━━━━━ DOCUMENT PASSAGE

Bentley Rules for Optimizing Work
    
    
Agenda
- Data structures
    - Packing and encoding
- Augmentation
- Precomputation
- Compile-time initialization
- Caching
- Lazy evaluation
- Sparsity
 
- Loops
    - Hoisting
- Sentinels
- Loop unrolling
- Loop fusion
- Eliminating wasted iterations
 
- Logic
    - Constant folding and propagation
- Common-subexpression elimination
- Algebraic identities
- Short-circuiting
- Ordering tests
- Creating a fast path
- Combining tests
 
- Functions
    - Inlining
- Tail-recursion elimination
- Coarsening recursion
 
Data Structures
Packing and Encoding
The idea of packing is to store more than one data value in a machine word. The related idea of encoding is to convert data values into a representation requiring fewer bits.
Augmentation
The idea of data-structure augmentation is to add information to a data structure to make common operations do less work.
Example: Appending singly linked lists
- Appending one list to another requires walking the length of the first list to set its null pointer to the start of the second.

━━━━━━━━━━
━━━━━ DATA ENTRIES

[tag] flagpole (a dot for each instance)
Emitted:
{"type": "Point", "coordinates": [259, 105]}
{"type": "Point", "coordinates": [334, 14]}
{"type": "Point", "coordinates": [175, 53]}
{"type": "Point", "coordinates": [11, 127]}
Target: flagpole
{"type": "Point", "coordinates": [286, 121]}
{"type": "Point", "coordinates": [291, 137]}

━━━━━━━━━━

▶ **GIVEN INSTRUCTION A**
Transcribe the Bentley rules outline in full, with no changes.
▶ **GIVEN INSTRUCTION B**
Reproduce the entire listing word for word, including every line of point coordinates.
The listing and the Bentley rules outline come from unrelated sources.

▶ **EXERCISE OUTPUT A**
Bentley Rules for Optimizing Work
    
    
Agenda
- Data structures
    - Packing and encoding
- Augmentation
- Precomputation
- Compile-time initialization
- Caching
- Lazy evaluation
- Sparsity
 
- Loops
    - Hoisting
- Sentinels
- Loop unrolling
- Loop fusion
- Eliminating wasted iterations
 
- Logic
    - Constant folding and propagation
- Common-subexpression elimination
- Algebraic identities
- Short-circuiting
- Ordering tests
- Creating a fast path
- Combining tests
 
- Functions
    - Inlining
- Tail-recursion elimination
- Coarsening recursion
 
Data Structures
Packing and Encoding
The idea of packing is to store more than one data value in a machine word. The related idea of encoding is to convert data values into a representation requiring fewer bits.
Augmentation
The idea of data-structure augmentation is to add information to a data structure to make common operations do less work.
Example: Appending singly linked lists
- Appending one list to another requires walking the length of the first list to set its null pointer to the start of the second.

▶ **EXERCISE OUTPUT B**
[tag] flagpole (a dot for each instance)
Emitted:
{"type": "Point", "coordinates": [259, 105]}
{"type": "Point", "coordinates": [334, 14]}
{"type": "Point", "coordinates": [175, 53]}
{"type": "Point", "coordinates": [11, 127]}
Target: flagpole
{"type": "Point", "coordinates": [286, 121]}
{"type": "Point", "coordinates": [291, 137]}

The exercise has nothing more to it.